> WHAT TO WORK ON: Print the lines below without any changes, starting at the line that contains "Please segment the brick" and continuing through the last line.

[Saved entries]
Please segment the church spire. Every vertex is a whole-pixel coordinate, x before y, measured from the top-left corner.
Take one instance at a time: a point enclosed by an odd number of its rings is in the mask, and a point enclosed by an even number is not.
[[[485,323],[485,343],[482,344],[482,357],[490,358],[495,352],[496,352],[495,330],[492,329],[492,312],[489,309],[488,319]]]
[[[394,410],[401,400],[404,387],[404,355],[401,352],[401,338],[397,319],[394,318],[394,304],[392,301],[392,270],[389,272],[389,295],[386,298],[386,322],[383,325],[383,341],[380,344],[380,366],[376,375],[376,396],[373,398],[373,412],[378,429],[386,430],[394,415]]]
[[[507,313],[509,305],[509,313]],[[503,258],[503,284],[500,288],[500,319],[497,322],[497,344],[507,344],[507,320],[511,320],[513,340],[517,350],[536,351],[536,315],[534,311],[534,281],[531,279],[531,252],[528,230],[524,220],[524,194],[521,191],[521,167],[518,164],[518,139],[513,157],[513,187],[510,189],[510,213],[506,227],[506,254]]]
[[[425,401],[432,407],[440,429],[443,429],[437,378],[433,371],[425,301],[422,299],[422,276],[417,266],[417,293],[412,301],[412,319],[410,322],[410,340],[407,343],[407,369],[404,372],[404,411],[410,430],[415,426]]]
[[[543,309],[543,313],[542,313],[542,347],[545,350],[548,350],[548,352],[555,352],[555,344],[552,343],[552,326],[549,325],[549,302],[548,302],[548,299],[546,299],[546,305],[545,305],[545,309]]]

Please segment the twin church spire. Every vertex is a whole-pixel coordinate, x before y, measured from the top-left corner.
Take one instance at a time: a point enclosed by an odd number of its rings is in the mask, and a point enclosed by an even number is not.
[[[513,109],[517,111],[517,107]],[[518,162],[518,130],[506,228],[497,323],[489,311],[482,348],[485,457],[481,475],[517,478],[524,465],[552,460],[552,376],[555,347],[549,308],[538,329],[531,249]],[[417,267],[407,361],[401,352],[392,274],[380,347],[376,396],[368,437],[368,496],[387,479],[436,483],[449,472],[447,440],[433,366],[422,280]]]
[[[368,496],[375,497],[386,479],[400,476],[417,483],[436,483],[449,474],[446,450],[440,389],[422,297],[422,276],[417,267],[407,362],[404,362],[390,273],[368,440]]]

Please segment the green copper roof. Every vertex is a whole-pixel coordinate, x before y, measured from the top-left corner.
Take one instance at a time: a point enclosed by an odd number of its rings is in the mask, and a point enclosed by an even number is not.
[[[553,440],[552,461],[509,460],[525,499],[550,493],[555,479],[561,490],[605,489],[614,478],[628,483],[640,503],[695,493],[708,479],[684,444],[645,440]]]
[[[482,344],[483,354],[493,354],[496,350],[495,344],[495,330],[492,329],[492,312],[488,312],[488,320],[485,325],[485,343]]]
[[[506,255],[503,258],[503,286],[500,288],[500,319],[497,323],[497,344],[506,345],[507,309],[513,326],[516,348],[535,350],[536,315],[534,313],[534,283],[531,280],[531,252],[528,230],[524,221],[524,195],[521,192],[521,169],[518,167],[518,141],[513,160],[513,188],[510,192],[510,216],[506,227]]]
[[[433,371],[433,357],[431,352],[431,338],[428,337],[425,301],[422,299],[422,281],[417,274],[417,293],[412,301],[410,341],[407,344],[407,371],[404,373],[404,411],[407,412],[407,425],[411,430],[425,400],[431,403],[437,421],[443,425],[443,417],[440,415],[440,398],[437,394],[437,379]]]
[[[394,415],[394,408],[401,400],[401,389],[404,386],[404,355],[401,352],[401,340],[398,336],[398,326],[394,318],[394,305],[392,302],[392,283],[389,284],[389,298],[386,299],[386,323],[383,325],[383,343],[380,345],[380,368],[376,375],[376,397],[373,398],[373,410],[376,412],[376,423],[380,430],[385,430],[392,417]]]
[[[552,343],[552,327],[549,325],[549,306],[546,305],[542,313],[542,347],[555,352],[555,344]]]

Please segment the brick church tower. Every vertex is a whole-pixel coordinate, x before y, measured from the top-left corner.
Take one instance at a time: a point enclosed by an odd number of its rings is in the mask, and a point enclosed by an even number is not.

> IN RESPONSE:
Please segment the brick church tower. Every vertex is a whole-pixel coordinate, x before y, measured from the top-left corner.
Take one instance at a time: a point enclosed by an odd number of its rings is in the mask, and a point enclosed by an even number is not.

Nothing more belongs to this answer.